§ Exercise:
Retype, word for word, every line from the one holding "Scouting pass: put a marker on the red cross" through the one holding "[(98, 402), (35, 314), (203, 22)]" in the entries below, both included, and only those lines.

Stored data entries

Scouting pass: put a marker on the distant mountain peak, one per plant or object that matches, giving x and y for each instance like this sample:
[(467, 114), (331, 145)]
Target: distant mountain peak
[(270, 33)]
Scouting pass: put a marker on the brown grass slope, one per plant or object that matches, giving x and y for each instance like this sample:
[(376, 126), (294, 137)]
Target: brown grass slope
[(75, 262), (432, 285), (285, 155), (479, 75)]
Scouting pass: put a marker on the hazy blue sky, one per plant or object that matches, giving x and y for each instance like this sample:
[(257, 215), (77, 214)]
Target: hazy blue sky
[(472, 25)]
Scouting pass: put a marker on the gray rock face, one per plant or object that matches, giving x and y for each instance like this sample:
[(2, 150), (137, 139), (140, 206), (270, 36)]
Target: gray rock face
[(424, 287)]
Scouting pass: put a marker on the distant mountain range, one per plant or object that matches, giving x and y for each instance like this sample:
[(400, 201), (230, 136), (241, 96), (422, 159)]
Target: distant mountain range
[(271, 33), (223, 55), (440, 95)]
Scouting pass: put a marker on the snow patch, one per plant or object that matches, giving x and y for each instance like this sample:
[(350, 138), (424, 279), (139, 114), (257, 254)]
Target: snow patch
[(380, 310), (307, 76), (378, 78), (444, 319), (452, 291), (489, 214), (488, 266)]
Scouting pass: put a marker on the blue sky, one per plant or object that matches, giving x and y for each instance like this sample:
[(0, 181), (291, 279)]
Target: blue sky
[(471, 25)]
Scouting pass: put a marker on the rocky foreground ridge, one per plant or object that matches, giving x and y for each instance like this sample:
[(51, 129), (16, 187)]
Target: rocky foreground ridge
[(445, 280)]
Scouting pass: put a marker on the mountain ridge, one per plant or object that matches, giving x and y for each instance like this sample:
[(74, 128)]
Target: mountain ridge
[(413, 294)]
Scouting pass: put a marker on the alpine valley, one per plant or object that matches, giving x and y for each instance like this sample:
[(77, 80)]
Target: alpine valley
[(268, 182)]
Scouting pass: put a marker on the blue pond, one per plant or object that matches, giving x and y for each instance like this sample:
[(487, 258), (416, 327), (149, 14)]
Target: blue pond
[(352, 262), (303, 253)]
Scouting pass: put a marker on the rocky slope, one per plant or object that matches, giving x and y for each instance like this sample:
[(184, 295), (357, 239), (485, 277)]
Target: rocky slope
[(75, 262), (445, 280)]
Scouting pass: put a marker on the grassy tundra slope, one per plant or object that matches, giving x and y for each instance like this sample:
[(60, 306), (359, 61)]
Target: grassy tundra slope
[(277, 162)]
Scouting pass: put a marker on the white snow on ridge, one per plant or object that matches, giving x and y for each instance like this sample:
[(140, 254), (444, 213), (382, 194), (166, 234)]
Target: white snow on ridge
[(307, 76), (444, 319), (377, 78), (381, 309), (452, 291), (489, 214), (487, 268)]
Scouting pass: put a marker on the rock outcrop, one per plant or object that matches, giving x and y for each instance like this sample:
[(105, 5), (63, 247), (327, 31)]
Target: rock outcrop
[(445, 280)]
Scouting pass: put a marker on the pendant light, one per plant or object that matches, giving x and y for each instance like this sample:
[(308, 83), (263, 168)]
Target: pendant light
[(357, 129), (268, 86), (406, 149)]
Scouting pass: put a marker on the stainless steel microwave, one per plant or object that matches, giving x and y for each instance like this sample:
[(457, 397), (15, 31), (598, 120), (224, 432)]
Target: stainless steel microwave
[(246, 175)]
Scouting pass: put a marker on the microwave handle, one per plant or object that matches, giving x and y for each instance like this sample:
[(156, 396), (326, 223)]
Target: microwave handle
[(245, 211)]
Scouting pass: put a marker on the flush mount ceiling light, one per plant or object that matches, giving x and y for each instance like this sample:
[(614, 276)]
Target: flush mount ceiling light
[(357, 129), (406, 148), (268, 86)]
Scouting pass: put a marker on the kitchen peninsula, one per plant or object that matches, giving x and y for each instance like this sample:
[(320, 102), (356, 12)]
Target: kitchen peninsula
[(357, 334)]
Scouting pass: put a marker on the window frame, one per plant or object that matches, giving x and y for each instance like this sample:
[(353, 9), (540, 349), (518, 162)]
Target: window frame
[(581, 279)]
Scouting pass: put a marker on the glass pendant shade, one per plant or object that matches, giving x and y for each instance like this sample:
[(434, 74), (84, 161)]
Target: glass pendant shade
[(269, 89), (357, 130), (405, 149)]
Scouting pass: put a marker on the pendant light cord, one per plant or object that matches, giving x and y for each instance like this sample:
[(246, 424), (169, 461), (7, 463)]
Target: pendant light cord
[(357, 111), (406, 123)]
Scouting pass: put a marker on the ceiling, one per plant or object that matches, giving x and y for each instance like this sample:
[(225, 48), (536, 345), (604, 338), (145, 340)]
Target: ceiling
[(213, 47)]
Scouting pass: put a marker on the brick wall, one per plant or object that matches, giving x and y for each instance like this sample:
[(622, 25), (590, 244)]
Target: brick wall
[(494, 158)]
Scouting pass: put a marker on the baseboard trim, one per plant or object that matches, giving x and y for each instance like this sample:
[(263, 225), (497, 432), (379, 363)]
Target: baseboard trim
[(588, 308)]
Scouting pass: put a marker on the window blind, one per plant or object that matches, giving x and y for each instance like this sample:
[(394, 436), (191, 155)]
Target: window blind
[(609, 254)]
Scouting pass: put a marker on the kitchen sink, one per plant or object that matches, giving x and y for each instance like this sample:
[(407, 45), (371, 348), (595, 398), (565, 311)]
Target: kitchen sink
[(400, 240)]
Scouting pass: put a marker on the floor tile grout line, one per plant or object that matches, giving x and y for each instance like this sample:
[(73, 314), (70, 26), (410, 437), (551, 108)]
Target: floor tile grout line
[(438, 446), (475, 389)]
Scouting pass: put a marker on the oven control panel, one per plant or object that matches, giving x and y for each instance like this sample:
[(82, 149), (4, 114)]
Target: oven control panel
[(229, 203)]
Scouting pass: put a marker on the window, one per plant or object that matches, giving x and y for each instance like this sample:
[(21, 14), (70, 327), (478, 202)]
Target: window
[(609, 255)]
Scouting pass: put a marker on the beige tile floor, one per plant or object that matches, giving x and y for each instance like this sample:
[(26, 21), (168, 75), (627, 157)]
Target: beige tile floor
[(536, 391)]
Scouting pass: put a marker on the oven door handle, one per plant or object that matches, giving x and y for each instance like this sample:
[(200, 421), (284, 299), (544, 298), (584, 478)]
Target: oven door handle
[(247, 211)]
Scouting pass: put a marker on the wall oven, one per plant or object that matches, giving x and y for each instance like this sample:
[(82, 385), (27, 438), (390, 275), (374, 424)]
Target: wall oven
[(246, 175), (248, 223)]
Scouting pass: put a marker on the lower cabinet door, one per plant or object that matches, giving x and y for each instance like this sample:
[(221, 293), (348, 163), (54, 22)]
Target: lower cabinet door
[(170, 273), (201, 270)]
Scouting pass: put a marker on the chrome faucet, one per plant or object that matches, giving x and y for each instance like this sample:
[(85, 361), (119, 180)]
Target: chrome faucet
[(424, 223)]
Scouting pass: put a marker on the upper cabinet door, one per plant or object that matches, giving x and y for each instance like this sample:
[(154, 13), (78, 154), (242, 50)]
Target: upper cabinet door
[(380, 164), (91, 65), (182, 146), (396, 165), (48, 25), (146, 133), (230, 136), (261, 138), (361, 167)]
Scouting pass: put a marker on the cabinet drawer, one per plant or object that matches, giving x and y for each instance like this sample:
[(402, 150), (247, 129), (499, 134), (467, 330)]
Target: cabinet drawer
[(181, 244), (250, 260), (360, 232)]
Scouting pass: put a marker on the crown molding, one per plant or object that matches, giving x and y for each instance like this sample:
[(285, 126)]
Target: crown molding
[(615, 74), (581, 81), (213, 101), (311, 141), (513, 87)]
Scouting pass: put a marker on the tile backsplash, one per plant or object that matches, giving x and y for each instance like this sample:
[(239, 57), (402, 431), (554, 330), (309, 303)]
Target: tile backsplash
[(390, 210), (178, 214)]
* * *
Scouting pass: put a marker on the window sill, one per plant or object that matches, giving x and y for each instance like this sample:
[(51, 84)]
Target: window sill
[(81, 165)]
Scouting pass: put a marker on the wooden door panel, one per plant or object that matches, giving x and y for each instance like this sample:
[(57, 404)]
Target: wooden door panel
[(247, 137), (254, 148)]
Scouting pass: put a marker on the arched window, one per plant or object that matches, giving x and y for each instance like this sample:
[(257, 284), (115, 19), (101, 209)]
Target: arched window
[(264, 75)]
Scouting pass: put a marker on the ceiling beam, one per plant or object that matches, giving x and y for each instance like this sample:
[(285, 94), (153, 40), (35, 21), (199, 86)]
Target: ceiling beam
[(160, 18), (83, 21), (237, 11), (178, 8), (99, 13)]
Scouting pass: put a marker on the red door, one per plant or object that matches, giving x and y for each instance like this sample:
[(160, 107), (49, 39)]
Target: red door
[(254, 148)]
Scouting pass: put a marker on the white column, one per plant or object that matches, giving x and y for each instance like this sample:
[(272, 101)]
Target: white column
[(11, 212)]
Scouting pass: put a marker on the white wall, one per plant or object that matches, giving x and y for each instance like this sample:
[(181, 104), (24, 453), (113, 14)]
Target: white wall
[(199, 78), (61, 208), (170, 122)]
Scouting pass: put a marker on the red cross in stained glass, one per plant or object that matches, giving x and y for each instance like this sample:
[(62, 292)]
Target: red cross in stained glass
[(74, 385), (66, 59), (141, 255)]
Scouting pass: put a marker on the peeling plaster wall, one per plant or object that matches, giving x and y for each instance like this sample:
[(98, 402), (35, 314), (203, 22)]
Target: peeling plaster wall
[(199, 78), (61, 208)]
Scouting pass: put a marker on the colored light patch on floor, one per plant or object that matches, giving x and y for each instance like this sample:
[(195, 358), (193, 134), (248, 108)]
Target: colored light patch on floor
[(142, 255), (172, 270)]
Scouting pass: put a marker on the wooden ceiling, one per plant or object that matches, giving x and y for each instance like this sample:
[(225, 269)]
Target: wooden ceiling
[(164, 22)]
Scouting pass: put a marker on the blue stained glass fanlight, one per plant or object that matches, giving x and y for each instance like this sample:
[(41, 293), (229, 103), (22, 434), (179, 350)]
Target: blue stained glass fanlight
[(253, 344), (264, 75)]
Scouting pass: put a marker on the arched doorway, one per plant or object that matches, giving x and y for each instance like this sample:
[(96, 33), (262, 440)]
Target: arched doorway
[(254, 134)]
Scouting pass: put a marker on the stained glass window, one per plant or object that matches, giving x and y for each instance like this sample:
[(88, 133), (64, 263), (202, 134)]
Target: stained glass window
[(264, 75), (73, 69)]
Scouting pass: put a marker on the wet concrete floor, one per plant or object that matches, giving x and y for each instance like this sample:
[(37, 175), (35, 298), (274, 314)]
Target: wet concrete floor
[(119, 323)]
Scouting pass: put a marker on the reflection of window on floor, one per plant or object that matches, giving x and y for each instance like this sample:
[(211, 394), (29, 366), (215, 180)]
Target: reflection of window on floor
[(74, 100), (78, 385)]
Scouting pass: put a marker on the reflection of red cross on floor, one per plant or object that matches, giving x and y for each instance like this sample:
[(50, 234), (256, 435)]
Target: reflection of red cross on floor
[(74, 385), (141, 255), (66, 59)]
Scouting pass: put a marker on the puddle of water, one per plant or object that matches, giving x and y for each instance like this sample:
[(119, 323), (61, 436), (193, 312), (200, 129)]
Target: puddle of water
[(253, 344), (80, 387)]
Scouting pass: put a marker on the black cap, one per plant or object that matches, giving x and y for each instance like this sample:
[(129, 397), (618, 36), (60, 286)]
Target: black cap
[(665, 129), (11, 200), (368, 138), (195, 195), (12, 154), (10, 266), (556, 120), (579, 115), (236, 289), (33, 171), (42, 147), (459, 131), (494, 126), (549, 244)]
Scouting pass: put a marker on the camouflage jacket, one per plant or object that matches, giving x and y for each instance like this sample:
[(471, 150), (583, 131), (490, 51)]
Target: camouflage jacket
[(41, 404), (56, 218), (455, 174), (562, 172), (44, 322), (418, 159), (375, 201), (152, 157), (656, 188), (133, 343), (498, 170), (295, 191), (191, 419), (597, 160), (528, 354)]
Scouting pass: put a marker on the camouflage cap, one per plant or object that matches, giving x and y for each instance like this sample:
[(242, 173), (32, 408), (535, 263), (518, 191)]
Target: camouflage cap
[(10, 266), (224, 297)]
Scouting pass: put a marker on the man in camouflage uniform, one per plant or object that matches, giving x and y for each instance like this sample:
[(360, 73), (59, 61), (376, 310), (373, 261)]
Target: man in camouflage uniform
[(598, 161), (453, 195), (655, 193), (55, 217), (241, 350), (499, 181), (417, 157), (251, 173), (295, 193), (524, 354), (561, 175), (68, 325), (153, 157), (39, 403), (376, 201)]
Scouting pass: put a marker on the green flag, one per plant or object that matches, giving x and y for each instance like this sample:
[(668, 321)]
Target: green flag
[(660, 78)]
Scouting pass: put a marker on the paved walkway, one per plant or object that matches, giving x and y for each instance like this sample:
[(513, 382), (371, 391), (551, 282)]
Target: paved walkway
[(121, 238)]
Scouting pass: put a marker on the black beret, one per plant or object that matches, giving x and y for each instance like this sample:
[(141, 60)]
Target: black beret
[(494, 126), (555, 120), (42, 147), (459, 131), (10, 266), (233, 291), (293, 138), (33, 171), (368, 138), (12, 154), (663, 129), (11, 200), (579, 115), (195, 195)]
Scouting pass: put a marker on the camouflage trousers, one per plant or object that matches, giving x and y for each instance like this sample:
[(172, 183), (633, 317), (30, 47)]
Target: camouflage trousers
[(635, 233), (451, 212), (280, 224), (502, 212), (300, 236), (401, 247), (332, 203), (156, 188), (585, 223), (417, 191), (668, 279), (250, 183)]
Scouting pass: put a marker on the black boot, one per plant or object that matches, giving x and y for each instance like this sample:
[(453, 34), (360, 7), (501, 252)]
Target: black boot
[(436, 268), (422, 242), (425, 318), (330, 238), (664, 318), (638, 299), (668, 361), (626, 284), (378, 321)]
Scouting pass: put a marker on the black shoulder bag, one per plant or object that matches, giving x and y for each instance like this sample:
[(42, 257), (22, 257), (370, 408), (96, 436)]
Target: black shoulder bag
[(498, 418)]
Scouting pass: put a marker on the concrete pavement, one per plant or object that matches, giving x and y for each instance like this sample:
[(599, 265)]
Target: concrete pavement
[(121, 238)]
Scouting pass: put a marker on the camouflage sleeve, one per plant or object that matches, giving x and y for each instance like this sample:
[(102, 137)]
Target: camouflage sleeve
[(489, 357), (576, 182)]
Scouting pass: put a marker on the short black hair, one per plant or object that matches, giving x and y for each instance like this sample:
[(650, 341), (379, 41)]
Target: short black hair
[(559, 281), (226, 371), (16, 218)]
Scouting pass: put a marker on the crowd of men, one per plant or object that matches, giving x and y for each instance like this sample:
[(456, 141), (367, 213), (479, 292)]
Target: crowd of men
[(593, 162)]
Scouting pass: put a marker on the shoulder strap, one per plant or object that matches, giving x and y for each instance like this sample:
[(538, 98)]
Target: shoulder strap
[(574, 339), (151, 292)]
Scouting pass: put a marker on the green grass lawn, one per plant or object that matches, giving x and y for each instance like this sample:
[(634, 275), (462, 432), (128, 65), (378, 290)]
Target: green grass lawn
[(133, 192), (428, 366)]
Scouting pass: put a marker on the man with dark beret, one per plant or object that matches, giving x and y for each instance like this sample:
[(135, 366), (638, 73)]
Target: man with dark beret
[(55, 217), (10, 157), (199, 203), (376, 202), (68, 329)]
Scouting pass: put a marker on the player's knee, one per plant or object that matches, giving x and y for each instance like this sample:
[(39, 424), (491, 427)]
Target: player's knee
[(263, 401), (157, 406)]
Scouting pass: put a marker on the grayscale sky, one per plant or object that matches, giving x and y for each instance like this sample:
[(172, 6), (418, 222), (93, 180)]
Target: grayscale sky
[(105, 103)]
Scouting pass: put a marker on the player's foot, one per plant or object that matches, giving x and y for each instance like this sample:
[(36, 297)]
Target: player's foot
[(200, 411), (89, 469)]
==
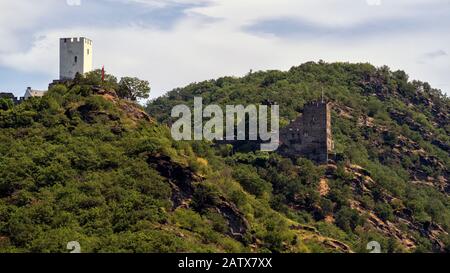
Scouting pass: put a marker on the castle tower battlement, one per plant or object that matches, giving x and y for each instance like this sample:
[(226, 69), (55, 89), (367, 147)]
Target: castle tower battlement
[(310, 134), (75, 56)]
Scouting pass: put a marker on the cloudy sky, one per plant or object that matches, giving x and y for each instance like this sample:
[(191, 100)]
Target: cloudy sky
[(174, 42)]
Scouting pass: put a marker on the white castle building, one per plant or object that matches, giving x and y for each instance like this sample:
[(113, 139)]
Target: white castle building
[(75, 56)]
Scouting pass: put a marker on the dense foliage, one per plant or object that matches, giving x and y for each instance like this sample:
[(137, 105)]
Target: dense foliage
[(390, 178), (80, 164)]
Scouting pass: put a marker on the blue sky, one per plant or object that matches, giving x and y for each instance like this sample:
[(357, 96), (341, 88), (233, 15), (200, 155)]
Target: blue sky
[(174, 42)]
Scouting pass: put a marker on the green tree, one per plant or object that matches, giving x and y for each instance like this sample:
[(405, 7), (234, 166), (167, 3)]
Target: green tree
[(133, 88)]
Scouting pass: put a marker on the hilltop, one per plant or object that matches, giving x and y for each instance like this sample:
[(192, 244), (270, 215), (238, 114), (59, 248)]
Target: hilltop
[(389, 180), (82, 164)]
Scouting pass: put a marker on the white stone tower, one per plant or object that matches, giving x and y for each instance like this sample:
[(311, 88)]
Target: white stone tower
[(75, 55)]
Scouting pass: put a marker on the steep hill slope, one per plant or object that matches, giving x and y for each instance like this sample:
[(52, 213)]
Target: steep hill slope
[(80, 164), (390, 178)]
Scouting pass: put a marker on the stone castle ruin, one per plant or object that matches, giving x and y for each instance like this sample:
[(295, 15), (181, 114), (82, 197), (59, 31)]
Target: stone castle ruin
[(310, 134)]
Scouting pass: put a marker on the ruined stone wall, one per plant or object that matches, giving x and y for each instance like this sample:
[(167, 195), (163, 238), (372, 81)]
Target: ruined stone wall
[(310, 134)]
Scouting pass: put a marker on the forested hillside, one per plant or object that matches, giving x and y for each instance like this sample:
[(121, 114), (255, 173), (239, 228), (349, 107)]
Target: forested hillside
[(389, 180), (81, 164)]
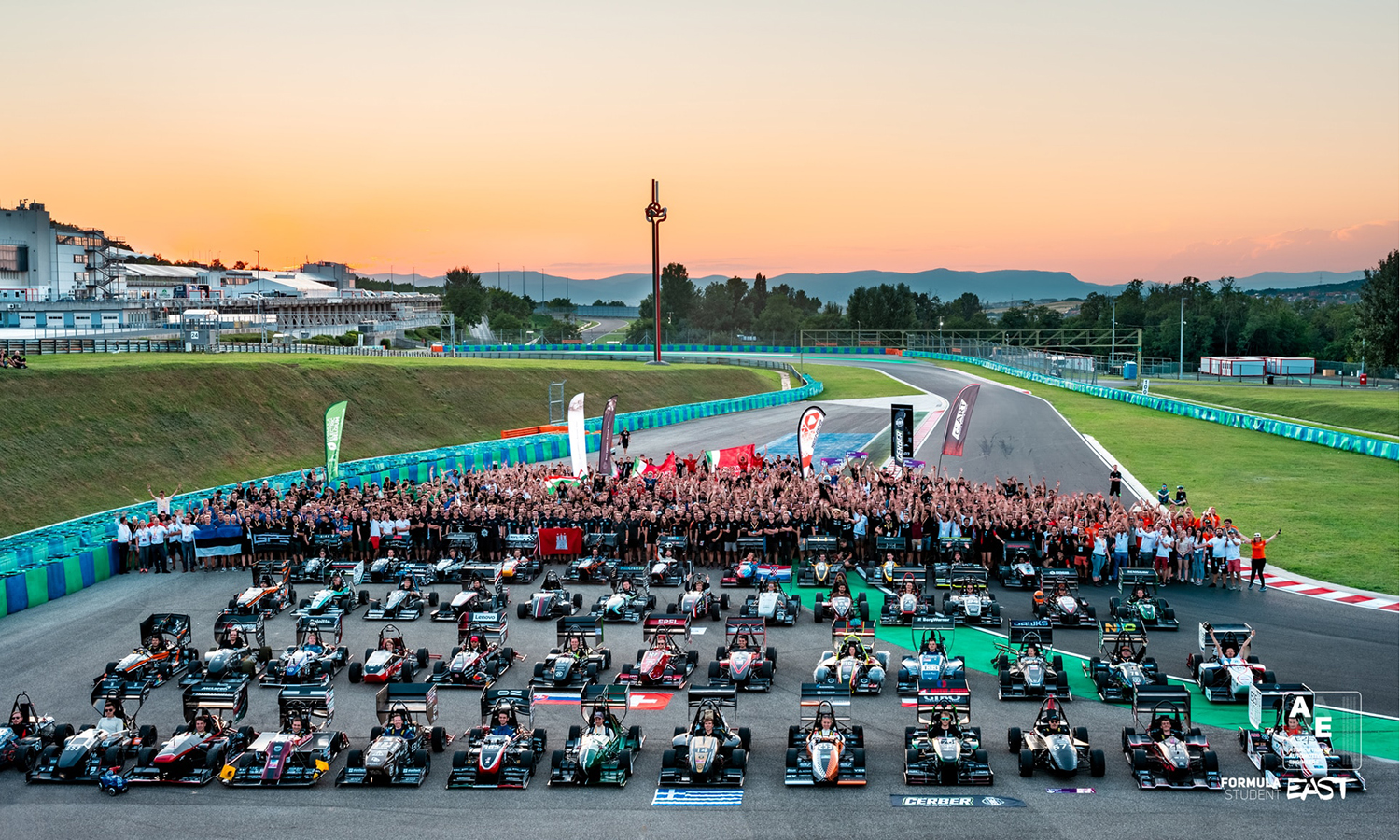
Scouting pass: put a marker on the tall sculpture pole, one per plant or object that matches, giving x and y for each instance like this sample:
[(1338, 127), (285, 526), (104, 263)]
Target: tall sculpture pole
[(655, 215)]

§ Result of this task:
Scouting pass: put a marker on the red cross in stained glass, one per plant or object that matches, giving x and y for each instance like this sample:
[(62, 292)]
Target: red cross in stained glass
[(74, 385), (66, 59), (141, 255)]
Scouting pass: put a marker on the peeling plaster wall, one per plant or object that matches, giving x and y for each instance like this sample:
[(98, 402), (35, 314), (203, 22)]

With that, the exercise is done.